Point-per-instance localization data
BEGIN
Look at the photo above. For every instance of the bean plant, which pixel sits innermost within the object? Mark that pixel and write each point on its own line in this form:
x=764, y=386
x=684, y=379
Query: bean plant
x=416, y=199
END
### Exercise
Down to the last line, repeat the data exactly.

### Result for this task
Look at the photo above. For every instance of the bean plant, which pixel sits innermost within the object? Mark that pixel and write each point on its own line in this form:
x=764, y=386
x=684, y=379
Query: bean plant
x=416, y=199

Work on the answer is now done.